INSTRUCTION -
Transcribe the entries below word for word. Start with their first line and continue through the line containing "(1107, 179)", with both of those lines included.

Extracted records:
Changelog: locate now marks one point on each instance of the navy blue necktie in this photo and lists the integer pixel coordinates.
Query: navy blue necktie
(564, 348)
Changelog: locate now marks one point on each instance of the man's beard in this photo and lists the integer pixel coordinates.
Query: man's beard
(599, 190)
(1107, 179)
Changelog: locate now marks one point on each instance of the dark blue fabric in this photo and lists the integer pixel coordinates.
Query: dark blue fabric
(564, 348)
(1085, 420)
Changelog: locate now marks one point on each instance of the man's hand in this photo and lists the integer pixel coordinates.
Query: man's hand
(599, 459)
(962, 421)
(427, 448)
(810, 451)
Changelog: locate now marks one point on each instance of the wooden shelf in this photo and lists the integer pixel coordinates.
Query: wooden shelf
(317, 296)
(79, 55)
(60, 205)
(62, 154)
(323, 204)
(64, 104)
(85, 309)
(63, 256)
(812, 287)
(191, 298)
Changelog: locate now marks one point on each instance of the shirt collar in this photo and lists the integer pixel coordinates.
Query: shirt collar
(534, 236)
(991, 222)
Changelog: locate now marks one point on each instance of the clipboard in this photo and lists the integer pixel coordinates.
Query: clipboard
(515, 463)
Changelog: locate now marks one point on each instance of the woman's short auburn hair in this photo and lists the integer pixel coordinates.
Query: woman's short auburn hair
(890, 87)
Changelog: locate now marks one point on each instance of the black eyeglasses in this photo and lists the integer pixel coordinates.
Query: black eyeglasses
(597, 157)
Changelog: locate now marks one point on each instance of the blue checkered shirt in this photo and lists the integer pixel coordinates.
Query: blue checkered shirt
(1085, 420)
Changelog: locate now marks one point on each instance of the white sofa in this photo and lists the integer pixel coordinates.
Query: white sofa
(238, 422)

FULL ANSWER -
Changelog: locate now marks one point on each instance of the navy blue necktie in this photo and lists the integer pixel coordinates.
Query: navy blue necktie
(564, 348)
Changelog: locate now marks one point on each instance of the man's beard in this photo and lists the integer pixel coordinates.
Query: man's beard
(599, 190)
(1107, 179)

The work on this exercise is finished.